• Stored rows:

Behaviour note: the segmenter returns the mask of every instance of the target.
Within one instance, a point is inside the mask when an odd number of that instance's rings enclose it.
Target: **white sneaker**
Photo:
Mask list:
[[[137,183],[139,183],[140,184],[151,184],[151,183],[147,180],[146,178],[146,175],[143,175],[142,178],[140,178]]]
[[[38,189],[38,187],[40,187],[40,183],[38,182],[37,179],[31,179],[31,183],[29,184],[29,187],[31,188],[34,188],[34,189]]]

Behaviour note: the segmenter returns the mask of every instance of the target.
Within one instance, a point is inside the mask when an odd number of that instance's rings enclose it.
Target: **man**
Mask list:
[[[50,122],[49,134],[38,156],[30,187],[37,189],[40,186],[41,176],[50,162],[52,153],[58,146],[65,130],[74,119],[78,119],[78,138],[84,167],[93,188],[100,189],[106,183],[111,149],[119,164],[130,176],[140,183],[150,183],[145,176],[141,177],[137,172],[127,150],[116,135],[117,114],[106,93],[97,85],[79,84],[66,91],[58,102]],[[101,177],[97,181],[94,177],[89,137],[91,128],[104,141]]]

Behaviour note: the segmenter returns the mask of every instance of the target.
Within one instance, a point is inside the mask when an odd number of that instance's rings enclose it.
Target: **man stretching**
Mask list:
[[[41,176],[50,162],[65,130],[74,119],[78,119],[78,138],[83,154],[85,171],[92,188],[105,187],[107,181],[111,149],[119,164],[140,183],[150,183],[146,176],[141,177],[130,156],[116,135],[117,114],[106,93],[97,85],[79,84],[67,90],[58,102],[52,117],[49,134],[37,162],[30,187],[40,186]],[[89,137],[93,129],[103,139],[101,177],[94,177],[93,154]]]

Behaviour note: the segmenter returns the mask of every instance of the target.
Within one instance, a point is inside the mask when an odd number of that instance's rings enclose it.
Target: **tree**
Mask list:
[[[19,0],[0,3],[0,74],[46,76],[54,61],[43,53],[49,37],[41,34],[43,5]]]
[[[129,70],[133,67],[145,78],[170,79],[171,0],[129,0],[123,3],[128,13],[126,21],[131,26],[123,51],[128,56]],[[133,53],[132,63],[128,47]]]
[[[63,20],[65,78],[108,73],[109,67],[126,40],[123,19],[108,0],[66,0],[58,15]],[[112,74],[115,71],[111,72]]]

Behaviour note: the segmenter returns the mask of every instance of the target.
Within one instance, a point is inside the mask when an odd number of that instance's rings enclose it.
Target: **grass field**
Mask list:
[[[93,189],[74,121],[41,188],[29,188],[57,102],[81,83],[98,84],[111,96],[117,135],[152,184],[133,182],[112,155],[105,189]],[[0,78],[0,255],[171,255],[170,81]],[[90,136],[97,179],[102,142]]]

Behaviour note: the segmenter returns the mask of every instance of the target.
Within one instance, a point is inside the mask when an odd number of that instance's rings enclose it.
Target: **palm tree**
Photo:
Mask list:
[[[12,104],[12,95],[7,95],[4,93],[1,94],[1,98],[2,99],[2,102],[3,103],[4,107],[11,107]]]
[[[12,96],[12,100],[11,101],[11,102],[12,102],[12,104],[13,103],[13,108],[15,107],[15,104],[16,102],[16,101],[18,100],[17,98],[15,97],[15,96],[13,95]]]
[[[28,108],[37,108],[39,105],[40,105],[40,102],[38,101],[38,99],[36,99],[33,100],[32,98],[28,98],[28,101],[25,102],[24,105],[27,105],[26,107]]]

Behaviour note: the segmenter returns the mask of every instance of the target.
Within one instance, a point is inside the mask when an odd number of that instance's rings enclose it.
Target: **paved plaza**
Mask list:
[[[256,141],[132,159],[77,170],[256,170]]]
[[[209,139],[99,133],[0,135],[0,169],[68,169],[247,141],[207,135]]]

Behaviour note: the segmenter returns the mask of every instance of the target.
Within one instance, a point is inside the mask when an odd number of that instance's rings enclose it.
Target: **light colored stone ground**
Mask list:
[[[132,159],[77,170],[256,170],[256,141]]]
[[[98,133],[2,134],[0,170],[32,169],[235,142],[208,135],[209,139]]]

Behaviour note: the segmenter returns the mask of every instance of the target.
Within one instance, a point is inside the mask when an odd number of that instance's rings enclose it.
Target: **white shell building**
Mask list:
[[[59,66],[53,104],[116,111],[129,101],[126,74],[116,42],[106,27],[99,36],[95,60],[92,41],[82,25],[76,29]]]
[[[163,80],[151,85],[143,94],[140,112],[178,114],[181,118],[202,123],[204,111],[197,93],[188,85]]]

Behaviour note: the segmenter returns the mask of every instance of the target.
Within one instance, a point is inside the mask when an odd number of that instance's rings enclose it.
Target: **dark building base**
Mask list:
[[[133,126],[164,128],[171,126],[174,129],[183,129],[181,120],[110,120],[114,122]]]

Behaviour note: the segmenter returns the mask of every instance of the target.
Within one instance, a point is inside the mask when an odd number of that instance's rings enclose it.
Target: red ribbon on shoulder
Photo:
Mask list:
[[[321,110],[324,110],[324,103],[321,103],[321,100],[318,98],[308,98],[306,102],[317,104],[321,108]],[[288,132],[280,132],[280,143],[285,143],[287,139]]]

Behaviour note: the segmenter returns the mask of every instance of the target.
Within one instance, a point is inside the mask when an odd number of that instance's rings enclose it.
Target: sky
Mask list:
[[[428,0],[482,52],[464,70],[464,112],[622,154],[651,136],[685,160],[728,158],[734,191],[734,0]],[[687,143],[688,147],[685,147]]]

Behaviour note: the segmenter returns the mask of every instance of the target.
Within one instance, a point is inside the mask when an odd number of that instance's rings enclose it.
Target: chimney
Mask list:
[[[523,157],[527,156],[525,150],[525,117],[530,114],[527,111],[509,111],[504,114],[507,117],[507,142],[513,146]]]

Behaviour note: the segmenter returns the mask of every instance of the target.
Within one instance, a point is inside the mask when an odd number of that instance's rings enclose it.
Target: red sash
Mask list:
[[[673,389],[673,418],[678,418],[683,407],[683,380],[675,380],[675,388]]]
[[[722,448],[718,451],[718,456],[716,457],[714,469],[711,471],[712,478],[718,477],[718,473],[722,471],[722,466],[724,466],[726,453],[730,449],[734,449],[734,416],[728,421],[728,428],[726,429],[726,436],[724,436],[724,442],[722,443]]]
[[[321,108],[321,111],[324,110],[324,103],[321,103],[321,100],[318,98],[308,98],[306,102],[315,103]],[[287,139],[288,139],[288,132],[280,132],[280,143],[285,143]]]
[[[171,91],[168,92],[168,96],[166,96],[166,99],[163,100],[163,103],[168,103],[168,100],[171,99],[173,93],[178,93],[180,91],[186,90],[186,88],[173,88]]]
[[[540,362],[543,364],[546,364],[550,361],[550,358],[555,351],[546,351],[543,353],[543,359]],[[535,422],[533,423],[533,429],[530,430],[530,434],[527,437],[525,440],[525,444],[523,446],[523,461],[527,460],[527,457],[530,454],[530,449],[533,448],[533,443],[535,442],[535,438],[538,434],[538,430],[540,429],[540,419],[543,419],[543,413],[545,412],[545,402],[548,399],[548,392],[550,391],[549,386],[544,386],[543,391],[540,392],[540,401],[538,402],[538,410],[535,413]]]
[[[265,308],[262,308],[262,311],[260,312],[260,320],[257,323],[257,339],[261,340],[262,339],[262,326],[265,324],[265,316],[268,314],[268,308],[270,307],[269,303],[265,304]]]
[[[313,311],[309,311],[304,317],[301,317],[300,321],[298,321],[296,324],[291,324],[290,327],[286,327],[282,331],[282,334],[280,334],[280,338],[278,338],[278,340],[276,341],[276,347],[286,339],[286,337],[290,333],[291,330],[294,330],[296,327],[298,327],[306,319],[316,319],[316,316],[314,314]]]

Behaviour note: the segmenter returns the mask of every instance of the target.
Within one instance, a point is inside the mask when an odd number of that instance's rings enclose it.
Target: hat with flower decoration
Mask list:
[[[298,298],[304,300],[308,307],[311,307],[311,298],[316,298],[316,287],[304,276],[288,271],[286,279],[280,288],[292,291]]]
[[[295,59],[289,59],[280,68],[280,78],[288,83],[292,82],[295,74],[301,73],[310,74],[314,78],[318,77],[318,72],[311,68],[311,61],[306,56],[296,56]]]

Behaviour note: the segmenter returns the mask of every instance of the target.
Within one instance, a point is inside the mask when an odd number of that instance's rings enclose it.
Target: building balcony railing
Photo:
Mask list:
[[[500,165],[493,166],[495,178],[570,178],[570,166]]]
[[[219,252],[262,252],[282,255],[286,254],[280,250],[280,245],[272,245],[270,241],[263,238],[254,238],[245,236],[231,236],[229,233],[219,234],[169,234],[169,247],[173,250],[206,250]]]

• Given problem:
Give the number of lines in the data above that contain the string "building". Count only case-sensitive matches, and reply with the number alone.

• Answer to this problem:
3